— INSTRUCCIONES —
Transcribe sin cambios, del texto de abajo sobre los paseos con Grecia, todo lo que va desde "Grecia de repente" hasta "fermentos y porquerías.".

— FRAGMENTO DEL TEXTO —
Parece que allá a lo lejos, o en el próximo arbolito, hubiera una pista que no puede esperar. Llegamos, olfatea, y sigue, tirando y tirando sin dejar de tirar.

Yo la sigo porque mucho de paseos no entiendo y confío en su olfato bien entrenado. Donde yo no veo más que postes y árboles ella parece encontrar un mundo que me está permanentemente vedado.

Grecia de repente encuentra un lugar y sin perder un valiosísimo segundo se pone en posición y deja su marca. Quizá no sea el mapa sino el territorio lo que le preocupa, y ahí va y con un poco de pis lo resuelve. O tal vez solo sea un mensaje que luego alguien más tomará como pista, en un ida y vuelta que en nuestra eterna ignorancia jamás sabremos interpretar.

Cuando paseo con Grecia, la perrita que mi amigo Mateo en su ausencia nos encomendó cuidar, me cuesta mirar al mundo si no es a través de sus ojos — y su nariz. Si la basura de una especie es el tesoro de otra, probablemente no haya demostración más elocuente de aquello que el deleite con el que su hocico realiza una sofisticada cata de fermentos y porquerías.

— DATOS PROPORCIONADOS —
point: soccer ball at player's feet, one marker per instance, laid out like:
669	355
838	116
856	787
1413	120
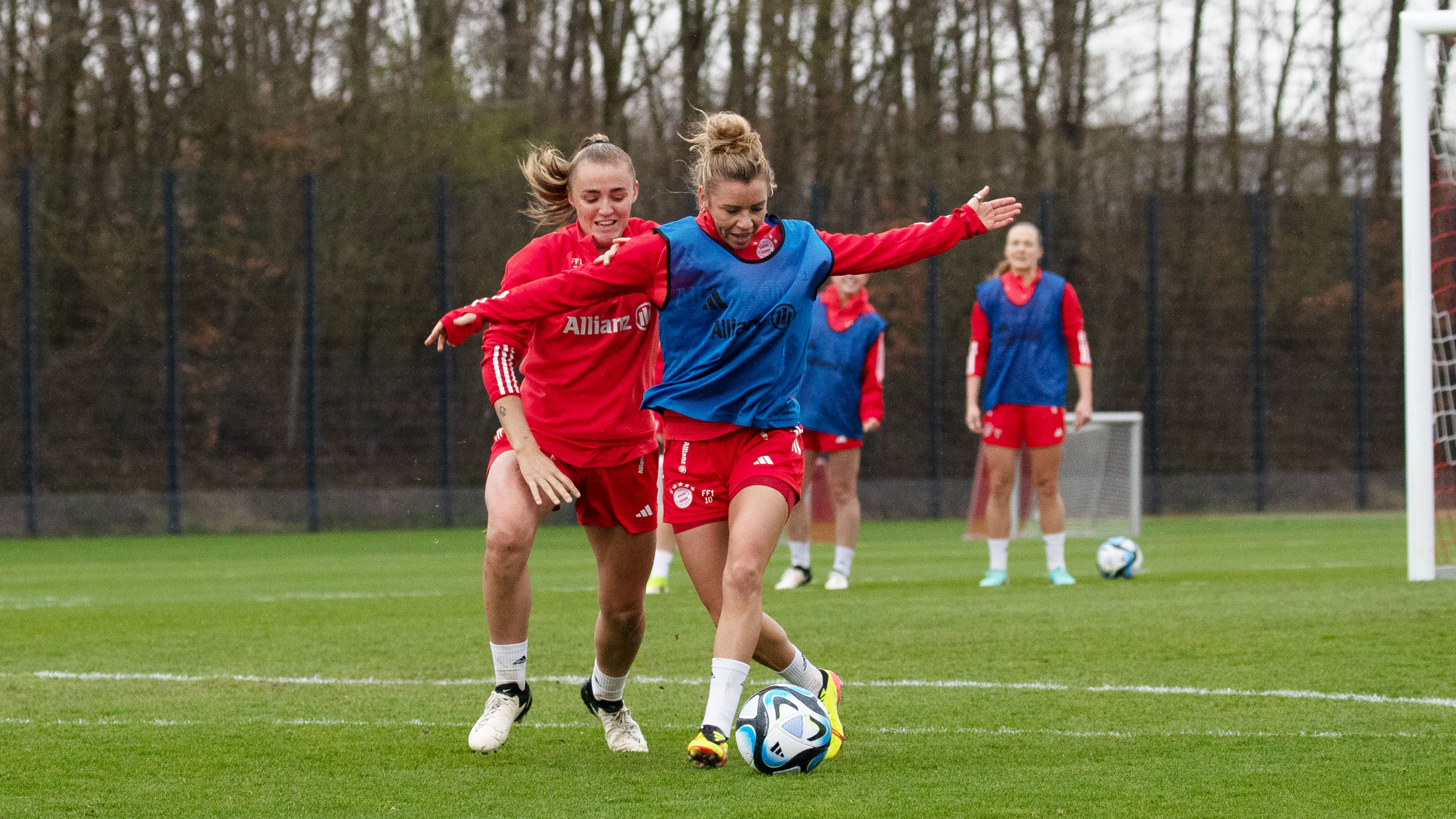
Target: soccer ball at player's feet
784	729
1119	557
995	578
794	578
506	707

— RESPUESTA —
Grecia de repente encuentra un lugar y sin perder un valiosísimo segundo se pone en posición y deja su marca. Quizá no sea el mapa sino el territorio lo que le preocupa, y ahí va y con un poco de pis lo resuelve. O tal vez solo sea un mensaje que luego alguien más tomará como pista, en un ida y vuelta que en nuestra eterna ignorancia jamás sabremos interpretar.

Cuando paseo con Grecia, la perrita que mi amigo Mateo en su ausencia nos encomendó cuidar, me cuesta mirar al mundo si no es a través de sus ojos — y su nariz. Si la basura de una especie es el tesoro de otra, probablemente no haya demostración más elocuente de aquello que el deleite con el que su hocico realiza una sofisticada cata de fermentos y porquerías.